Parmi les auteurs les plus influents depuis 2010, l’industrie du comic-book compte aisément celui de Jeff Lemire. Auteur prolifique et particulièrement productif, il a déjà officié chez Marvel, DC et a fait de l’indépendant son territoire chez Vertigo, avant que le label ne rende son dernier souffle, ou Image. Il a pu écrire Extraordinary X-men ou Inhumans VS X-men, Old Man Logan, Justice League United ou encore Green Arrow. Mais alors qu’il travaille chez DC Comics en travaillant sur Animal Man, il signe également chez Vertigo (ancien label indépendant de DC Comics) où il publiera Sweet Tooth. A la fois auteur et dessinateur, Jeff Lemire va faire de ce titre bien plus qu’un univers horrifique original, mais un lieu d’expression évoquant ces égarements de jeunesse et cette période où nous nous interrogions sur la vie et ses règles.
Qu’est-ce que Sweet Tooth ?
Sweet Tooth est le surnom de Gus, un être hybride, mi-cerf, mi-humain, isolé qui ne connait que cet enclos où il vit avec son père dans une cabane située en son centre. La vie lui semble paisible malgré son incontrôlable curiosité qu’il refoule. Jusqu’au jour où des chasseurs lui offrent du chocolat. Gus cause, contre son gré, la fin d’une période de sa vie. Le destin va le mener d’une histoire à une autre dans sa découverte d’un monde en ruine. Un monde dévasté par une épidémie ayant causé la mort d’une majeure partie de la population. Les survivants sont alors divisés entre les humains et les hybrides, forme de mutation procurant à un humain une apparence animale.
Jeff Lemire présente lui-même son récit comme de la science-fiction « lo-fi« . Une dystopie calme et douce, où l’enfant, malgré les traumas surmontés et subits, s’adapte continuellement. De même, il situe son action non pas dans les grandes villes, là où se déroulent la plupart des récits horrifiques, mais dans un milieu rural. Si aucune localisation spécifique n’est donnée, tout porte à croire que Gus se trouve au Canada, pays dont Jeff Lemire est originaire. Petites villes, grandes étendues, et proximité aux pays froids. Tout ceci apporte une part d’originalité supplémentaire au récit de l’auteur et constitue les premiers tenants d’une relation personnelle entre l’auteur et son œuvre.

• CONSIGNE 1:
Répondez à ces questions à partir du texte sur Sweet Tooth.
(a) Chez quel label Jeff Lemire publie-t-il Sweet Tooth ?
(b) Que des chasseurs offrent-ils à Gus ?
(c) Dans quel pays tout porte-t-il à croire que Gus se trouve ?
• CONSIGNE 2: Dressez la liste de tous les titres de séries que le texte sur Sweet Tooth associe au travail de Jeff Lemire.
• CONSIGNE 3: Transcrivez le passage du texte sur Sweet Tooth qui va de « Sweet Tooth est » jusqu'à « une apparence animale. » inclus.
Appuyez-vous uniquement sur le texte sur Sweet Tooth.

• LISTE DE DONNÉES:
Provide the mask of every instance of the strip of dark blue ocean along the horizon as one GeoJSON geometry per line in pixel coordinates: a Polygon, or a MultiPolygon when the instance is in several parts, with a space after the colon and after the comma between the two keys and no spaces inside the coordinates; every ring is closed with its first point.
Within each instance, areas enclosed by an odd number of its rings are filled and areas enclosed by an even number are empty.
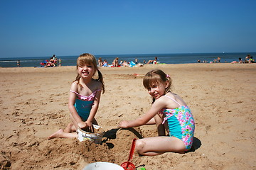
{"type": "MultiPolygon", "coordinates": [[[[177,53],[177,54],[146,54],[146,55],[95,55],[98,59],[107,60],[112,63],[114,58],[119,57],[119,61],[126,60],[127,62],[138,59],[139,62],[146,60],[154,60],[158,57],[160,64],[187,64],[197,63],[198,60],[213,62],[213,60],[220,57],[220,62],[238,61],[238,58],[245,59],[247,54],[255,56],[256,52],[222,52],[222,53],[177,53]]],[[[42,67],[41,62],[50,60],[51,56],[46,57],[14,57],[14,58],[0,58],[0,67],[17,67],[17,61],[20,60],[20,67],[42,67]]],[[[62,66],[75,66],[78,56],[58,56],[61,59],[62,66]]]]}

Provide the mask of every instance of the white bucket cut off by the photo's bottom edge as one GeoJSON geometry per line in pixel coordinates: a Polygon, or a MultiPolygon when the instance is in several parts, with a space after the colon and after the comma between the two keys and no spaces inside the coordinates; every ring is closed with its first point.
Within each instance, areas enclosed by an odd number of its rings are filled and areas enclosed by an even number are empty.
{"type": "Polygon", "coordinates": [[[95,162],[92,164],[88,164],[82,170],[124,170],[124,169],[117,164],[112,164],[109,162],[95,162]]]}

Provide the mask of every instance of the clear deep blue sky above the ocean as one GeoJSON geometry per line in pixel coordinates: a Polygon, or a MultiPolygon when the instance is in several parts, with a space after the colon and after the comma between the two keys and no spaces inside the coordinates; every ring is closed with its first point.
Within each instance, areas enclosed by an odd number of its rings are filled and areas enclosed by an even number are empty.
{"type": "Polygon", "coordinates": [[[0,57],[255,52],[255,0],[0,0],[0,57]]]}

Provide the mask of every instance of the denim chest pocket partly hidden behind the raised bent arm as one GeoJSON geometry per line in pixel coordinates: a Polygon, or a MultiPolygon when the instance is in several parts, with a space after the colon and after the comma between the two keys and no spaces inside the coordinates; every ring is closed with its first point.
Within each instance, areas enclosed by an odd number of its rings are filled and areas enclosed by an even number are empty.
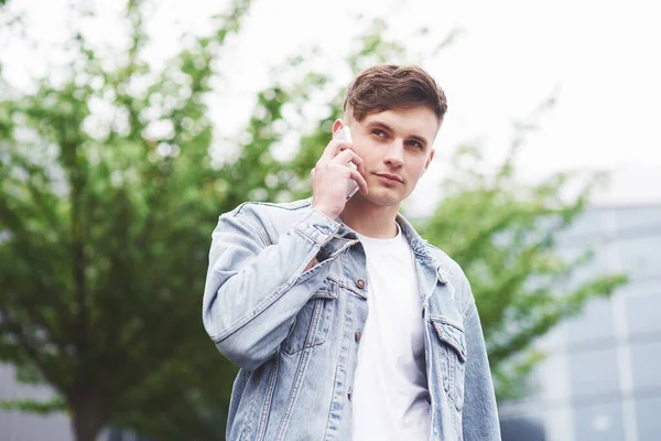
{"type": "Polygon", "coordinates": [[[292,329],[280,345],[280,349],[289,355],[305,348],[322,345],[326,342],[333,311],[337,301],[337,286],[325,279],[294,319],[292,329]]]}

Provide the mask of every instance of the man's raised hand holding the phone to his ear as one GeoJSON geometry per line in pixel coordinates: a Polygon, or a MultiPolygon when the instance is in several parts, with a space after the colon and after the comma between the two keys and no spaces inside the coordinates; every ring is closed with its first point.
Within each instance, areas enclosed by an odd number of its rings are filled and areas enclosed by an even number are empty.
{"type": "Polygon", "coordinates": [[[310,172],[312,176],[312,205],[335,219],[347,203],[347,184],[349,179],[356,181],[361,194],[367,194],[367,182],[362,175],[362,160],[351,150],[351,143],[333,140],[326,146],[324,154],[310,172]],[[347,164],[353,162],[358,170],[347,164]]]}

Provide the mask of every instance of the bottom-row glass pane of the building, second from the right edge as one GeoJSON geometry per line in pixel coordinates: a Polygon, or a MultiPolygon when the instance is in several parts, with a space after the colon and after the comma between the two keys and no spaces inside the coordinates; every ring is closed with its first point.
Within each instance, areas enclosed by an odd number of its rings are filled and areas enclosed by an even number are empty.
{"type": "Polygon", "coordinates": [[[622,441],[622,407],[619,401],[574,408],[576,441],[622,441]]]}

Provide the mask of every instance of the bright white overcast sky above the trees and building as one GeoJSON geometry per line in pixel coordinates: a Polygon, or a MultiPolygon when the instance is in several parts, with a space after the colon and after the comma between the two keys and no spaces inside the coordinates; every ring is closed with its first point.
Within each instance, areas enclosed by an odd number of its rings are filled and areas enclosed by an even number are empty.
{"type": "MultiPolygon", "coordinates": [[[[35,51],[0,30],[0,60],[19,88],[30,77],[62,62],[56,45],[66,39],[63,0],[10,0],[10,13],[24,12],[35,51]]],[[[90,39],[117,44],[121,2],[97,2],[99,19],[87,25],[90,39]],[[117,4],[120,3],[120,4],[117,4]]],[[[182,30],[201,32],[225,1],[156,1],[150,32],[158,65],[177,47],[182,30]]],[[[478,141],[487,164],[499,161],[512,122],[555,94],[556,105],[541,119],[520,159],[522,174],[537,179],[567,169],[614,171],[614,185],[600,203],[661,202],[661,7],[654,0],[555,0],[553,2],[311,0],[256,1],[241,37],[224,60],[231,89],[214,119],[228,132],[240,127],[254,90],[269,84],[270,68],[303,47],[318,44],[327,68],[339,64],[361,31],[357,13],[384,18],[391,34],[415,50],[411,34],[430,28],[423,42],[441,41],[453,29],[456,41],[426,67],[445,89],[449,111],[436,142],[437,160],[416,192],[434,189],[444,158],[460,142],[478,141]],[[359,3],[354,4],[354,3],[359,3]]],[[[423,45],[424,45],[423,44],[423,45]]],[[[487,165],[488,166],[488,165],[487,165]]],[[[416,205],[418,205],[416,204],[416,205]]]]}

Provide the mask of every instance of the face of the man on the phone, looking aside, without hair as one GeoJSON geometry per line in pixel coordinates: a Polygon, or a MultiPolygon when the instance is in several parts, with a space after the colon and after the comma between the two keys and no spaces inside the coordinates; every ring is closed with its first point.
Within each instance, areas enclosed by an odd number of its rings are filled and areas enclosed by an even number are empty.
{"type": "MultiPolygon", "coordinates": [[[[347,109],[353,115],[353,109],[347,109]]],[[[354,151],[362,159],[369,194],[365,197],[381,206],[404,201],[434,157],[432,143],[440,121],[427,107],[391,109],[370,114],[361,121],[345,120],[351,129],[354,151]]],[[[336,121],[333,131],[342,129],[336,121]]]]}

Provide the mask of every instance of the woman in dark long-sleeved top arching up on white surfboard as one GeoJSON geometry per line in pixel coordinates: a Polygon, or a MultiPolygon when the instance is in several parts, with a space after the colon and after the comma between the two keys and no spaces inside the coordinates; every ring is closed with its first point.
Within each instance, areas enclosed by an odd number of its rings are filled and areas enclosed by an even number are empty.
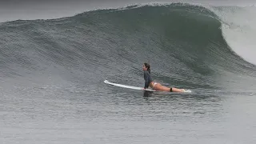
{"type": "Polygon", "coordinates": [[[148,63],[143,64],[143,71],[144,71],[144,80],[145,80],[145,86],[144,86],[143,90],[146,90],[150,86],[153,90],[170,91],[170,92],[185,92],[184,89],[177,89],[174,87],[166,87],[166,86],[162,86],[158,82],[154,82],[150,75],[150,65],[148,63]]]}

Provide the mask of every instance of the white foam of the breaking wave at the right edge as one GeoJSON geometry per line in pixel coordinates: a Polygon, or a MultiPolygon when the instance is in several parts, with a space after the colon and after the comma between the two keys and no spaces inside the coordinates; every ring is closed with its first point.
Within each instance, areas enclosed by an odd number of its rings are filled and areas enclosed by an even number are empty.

...

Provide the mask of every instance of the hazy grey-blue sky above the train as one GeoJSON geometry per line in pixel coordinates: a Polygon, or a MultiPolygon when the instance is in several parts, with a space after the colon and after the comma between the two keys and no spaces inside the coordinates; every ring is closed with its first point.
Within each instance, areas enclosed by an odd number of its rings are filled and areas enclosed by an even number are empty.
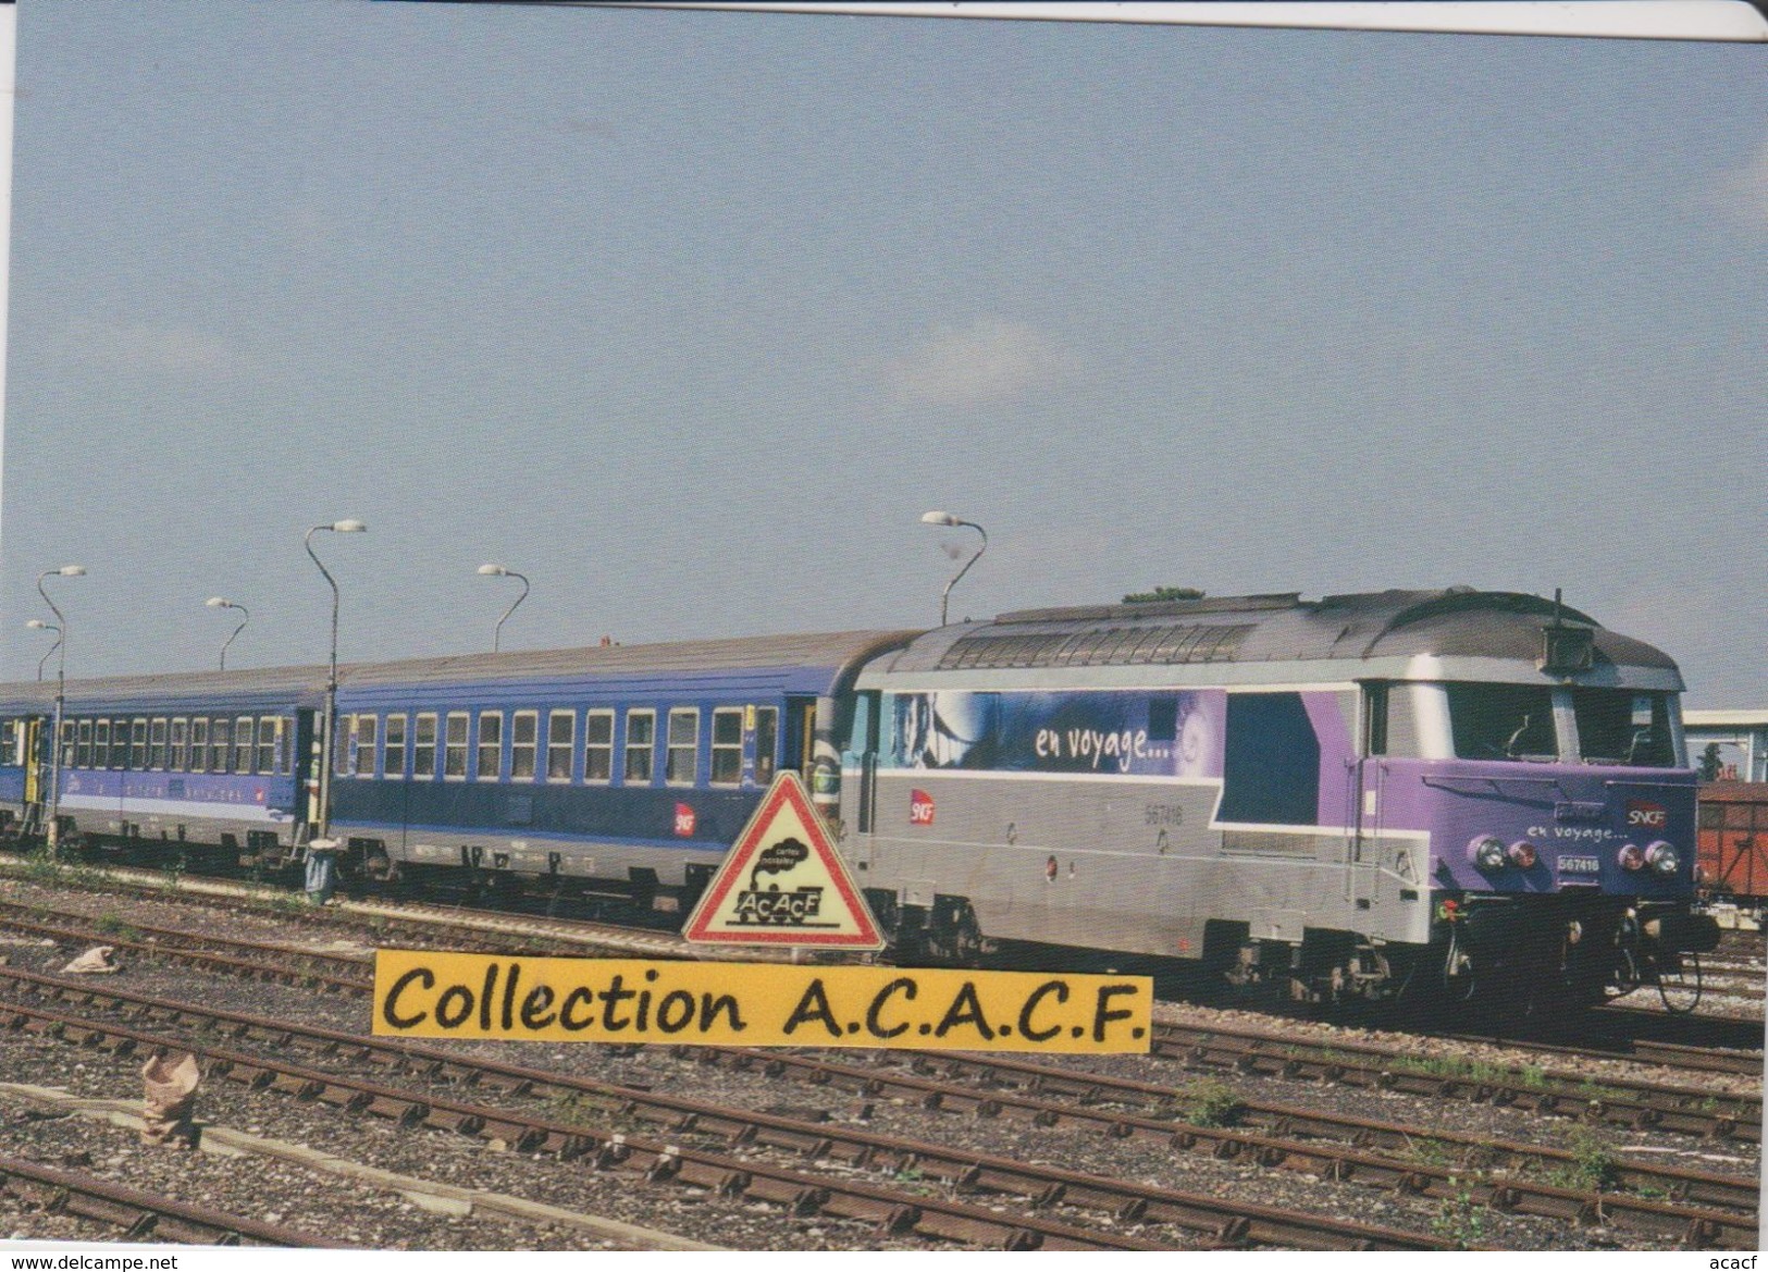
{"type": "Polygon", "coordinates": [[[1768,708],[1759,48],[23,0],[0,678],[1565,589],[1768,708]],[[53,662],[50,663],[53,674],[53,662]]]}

• RÉPONSE 1:
(a) Chez Vertigo.
(b) Du chocolat.
(c) Au Canada.

• RÉPONSE 2:
Extraordinary X-men
Inhumans VS X-men
Old Man Logan
Justice League United
Green Arrow
Animal Man
Sweet Tooth

• RÉPONSE 3:
Sweet Tooth est le surnom de Gus, un être hybride, mi-cerf, mi-humain, isolé qui ne connait que cet enclos où il vit avec son père dans une cabane située en son centre. La vie lui semble paisible malgré son incontrôlable curiosité qu’il refoule. Jusqu’au jour où des chasseurs lui offrent du chocolat. Gus cause, contre son gré, la fin d’une période de sa vie. Le destin va le mener d’une histoire à une autre dans sa découverte d’un monde en ruine. Un monde dévasté par une épidémie ayant causé la mort d’une majeure partie de la population. Les survivants sont alors divisés entre les humains et les hybrides, forme de mutation procurant à un humain une apparence animale.